> _Prompt A_
Write out the stretch of the passage on emptiness and prajñāpāramitā from "This is known" through "illusory ‘projection’ from it.", word for word.
> _Prompt B_
Extend the passage on emptiness and prajñāpāramitā, picking up after its final sentence.

> _Given text_
So, in Buddhist terms, there are appearances which arise in dependence on the conjunction of sense organ, object and consciousness and are therefore empty of any intrinsic nature, svabhāva. This is true of the five skandhas and all dharmas, but it doesn’t quite get to the nub of the matter.
As mentioned above, dwelling in emptiness, as Avalokiteshvara was at the beginning of the sutra, equals dwelling in deep prajñāpāramitā – the unformed, unfabricated, unborn dharmakāya. To dwell fully in prajñāpāramitā is to go beyond all experiencing, nothing comes into ‘existence’. There is no experience of self or of the world of the five skandhas, the entire conditioned realm. There is just the dhātu (dimension), beyond space and time, of non-delusion. This is vidyā, as distinct from avidyā, (in Tibetan, rigpa).
This is known as saññnavedityanirodha in earlier Buddhism, which means the accomplishment of complete cessation of all experience. Arguably this is a ‘temporary’ nibbana. On emerging from this deep prajñāpāramitā (without any ‘me’ there to be immersed) it is clear beyond any doubt that prajñāpāramitā – or vidyā, or dharmakāya – is ‘reality’ and that self and world is an illusory ‘projection’ from it.
At another level this section can be seen as emptiness deconstructing the Dharma-as-teaching itself. Sangharakshita, in his commentary on the sutra (see Wisdom Beyond Words), says it ‘eliminates religion considered as an end in itself’.
In other words, it’s making the same point as the parable of Dharma as raft – it’s what gets you there – to the ‘other shore’. To the extent that we hang on to or reify Dharma practice, it ceases to be Dharma practice. If we rely literalistically and rigidly on any approach to practice, we’ll find we reach a ‘glass ceiling’ and can’t go any further. The Buddha didn’t teach in this way, and neither did any of his awakened successors – the dharma brings us ‘back’ to life as it really is, it brings us to what we really are. It’s living truth, and if we were to have sutras on the shrine only as objects of reverence, instead of plunging into them for what is helpful and alive in opening us up to how things really are, we wouldn’t get very far.
So in effect this section is telling us to see the moon, not fixate on the pointing finger. The finger points – it would also be literalistic to say we should ignore Dharma teachings, but never forget they are always concept, not reality – provisional truth, not actual truth.

> _Dataset section_
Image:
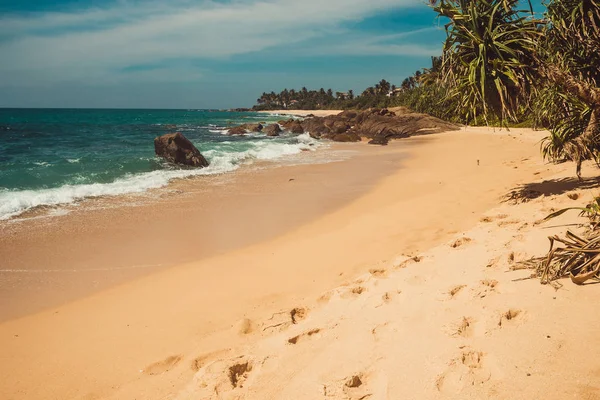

> _Task output A_
This is known as saññnavedityanirodha in earlier Buddhism, which means the accomplishment of complete cessation of all experience. Arguably this is a ‘temporary’ nibbana. On emerging from this deep prajñāpāramitā (without any ‘me’ there to be immersed) it is clear beyond any doubt that prajñāpāramitā – or vidyā, or dharmakāya – is ‘reality’ and that self and world is an illusory ‘projection’ from it.

> _Task output B_
It really means that we need to make the Dharma our own. Forms and teachings are important, indeed indispensable, but they really demand that we experiment, find our own way with them – find the way to deeper genuine understanding in our experience, not a simulacrum of someone else’s, however ‘enlightened’ they may appear to have been.
Samjñā / saññā
The constituents of the word mean something like ‘together’ and ‘knowing.’ The usual translation is ‘perception’, but from early canonical sources, it’s clear that ‘recognition’ is a better rendering. That is, regarding it as the mental process whereby arisings to the senses are ‘re-cognised’ as such-and-such a thing: ‘yellow’ is recognised as such before any labelling as ‘yellow’. If we were suddenly able to see a completely new colour, it would be ‘cognised’ as colour but not ‘re-cognised’ (sam-jna), mentally identified, as a particular, known colour.
Similarly, we can have the experience of an ordinary sense-arising that’s cognised but not recognised … samjna can be noticed as ‘trying’ to recognise or place what it is.
Allow ‘noticing’ without labelling – we don’t normally, grossly, label everything that’s perceived anyway. When labelling happens, notice how that by abstracting, it ‘obscures’ the clear-seeing (hearing, etc.) of the sense arising. Open to ‘pure perception’ where the mental associations, other than immediate recognition, are absent.
With pure perception, we’re not perceiving a ‘thing’ or ‘object’ – we generally think “I’m perceiving”, but equally, you could say there’s just perception of what is there, in the sense fields, without projecting any-‘thing’ onto it. When it’s seen in this way, there’s no seer or seen separate from each other – there’s just ‘this’, as it is.
6. “Non-attainmentness”
Therefore, Shariputra, because of their non-attainmentness, relying on prajñāpāramitā, Bodhisattvas dwell with the citta uncovered (acittavarana); because there are no ‘citta-coverings’, they are fearless. Transcending distorted (/inverted) views, complete nirvana is attained.
The previous section ends ‘(In emptiness there is) no attainment.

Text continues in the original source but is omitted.